_Extracted text_:
..............................
Goodlatte, Grassley Express Alarm at Memo to Bring Non-Citizen Ebola Patients to U.S. for Treatment

Goodlatte, Grassley Express Alarm at Memo to Bring Non-Citizen Ebola Patients to U.S. for Treatment

Republican leaders with jurisdiction over immigration policy are expressing shock at an Obama administration memo detailing plans to bring non-citizen Ebola patients to the United States for treatment.

“It’s alarming that senior Obama Administration officials so vehemently denied the existence of any plans to transport non-U.S. citizens infected with Ebola to the United States for treatment when a leaked State Department document shows that such a proposal indeed exists and was approved by Obama Administration officials,” House Judiciary Committee Chairman Bob Goodlatte (R-VA) said Wednesday.

“Unfortunately, this lack of transparency is just another example of the Obama Administration trying to hide its actions from the American people,” he added. 

Earlier in the week Fox News obtained an internal Obama administration memo revealing plans to “[c]ome to an agreed State Department position on the extent to which non-U.S. citizens will be admitted to the United States for treatment of Ebola Virus Disease.”

Prior to the revelation of the memo Goodlatte wrote a letter to Secretary of State John Kerry and Homeland Security Secretary Jeh Johnson asking about possible plans to bring Ebola non-citizen patients to the U.S. for treatment.
..............................
_Given entries_:

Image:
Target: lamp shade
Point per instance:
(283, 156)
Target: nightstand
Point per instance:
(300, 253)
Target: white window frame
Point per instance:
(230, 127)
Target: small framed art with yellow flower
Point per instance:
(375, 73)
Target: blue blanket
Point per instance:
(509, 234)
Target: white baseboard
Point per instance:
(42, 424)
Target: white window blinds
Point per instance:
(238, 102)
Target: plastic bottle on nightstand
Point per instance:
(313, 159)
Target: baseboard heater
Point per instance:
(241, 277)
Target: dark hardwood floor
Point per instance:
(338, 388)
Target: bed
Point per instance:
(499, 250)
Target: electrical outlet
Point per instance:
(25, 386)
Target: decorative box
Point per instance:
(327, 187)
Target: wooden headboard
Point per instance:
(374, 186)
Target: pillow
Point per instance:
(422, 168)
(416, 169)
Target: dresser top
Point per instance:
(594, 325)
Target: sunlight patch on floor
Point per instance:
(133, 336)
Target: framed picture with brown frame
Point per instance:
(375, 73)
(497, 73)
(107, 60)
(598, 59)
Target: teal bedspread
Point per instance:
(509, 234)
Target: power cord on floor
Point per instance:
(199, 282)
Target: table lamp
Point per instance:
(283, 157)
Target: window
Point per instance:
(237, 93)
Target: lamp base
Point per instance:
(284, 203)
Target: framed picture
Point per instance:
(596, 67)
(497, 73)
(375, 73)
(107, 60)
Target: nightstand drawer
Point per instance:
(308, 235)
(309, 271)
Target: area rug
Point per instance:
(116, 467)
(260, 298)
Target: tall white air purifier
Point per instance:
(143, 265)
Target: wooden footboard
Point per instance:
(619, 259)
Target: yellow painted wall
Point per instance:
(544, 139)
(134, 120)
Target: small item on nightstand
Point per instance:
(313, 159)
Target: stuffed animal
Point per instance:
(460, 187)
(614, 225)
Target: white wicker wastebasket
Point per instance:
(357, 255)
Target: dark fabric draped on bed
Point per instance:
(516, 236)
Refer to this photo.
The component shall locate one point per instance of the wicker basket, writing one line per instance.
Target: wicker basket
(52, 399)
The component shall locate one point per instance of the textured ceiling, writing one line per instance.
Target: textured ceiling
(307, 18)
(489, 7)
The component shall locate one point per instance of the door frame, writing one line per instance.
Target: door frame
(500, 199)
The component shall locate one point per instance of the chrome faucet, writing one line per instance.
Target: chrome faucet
..............................
Answer these questions from the article on the Ebola memo:
1. Which committee does Bob Goodlatte chair?
2. Which news outlet obtained the internal memo?
3. To which two officials did Goodlatte write a letter before the memo came out?

_Written reply_:
1. The House Judiciary Committee.
2. Fox News.
3. Secretary of State John Kerry and Homeland Security Secretary Jeh Johnson.